Brief: Would you please set down the lines of the data from the one containing "[indicate] the glass lid" to the final line, exactly and only those?

Segment Start: Records supplied

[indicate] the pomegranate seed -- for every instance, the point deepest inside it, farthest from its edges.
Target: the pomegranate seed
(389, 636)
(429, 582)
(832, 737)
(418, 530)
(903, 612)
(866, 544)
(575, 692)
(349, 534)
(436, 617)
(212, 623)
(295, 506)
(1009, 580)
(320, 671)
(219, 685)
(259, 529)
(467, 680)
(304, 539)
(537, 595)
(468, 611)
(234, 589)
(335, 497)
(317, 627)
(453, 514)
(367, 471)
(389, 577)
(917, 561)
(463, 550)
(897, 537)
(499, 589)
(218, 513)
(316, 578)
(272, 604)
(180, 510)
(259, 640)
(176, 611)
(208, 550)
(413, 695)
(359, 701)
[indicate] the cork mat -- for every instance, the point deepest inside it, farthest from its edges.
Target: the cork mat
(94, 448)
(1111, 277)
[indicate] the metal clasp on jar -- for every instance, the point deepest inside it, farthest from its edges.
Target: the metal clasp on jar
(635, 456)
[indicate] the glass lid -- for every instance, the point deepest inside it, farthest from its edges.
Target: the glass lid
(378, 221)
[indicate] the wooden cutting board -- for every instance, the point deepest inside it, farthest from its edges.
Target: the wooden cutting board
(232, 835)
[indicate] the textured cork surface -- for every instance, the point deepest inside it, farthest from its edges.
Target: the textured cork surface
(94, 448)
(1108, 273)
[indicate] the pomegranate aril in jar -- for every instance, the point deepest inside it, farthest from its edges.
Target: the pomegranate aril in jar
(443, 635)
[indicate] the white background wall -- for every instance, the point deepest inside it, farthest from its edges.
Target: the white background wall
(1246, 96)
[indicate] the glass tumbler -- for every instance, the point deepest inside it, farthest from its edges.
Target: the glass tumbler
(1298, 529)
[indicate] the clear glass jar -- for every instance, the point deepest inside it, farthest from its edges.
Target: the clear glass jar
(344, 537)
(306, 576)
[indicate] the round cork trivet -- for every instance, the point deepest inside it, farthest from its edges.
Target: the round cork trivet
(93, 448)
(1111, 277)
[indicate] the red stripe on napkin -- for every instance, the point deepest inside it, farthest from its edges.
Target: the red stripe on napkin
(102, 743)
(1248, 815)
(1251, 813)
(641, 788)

Segment End: Records supplied

Output below:
[indicate] the glass lid -- for every instance, the point deepest inside it, farthest from its edges.
Target: the glass lid
(378, 221)
[indicate] the wooden cutting board -- for every instance, the point deepest inside it, farthest from its edges.
Target: the wooden cutting board
(232, 835)
[indicate] the textured cork surface -- for every instance, the point deepest inside it, farthest from its edges.
Target: the textured cork surface
(94, 448)
(1108, 273)
[indicate] the pomegranate aril in jar -- for every instance, the point deepest inside it, farthest from its edges.
Target: the pomegranate aril in jar
(443, 635)
[indicate] the white background wall -- for every instance, the point deepest inside it, farthest from its edges.
Target: the white background wall
(1246, 96)
[indicate] the glass tumbler -- for every instance, the point deepest inside it, farthest from its edges.
Target: the glass tumbler
(1298, 529)
[indicate] the clear glass jar -- for every instance, the point deepest inside it, farthest from its edges.
Target: the clear glass jar
(344, 537)
(306, 576)
[indicate] the round cork trivet -- for every instance, the point deepest inside it, farthest from its edges.
Target: the round cork trivet
(93, 448)
(1111, 277)
[indicate] the red stripe on napkin -- for every instance, the point deepest inside it, farthest from its edges.
Target: the red stripe on napkin
(102, 743)
(1248, 815)
(1251, 813)
(641, 788)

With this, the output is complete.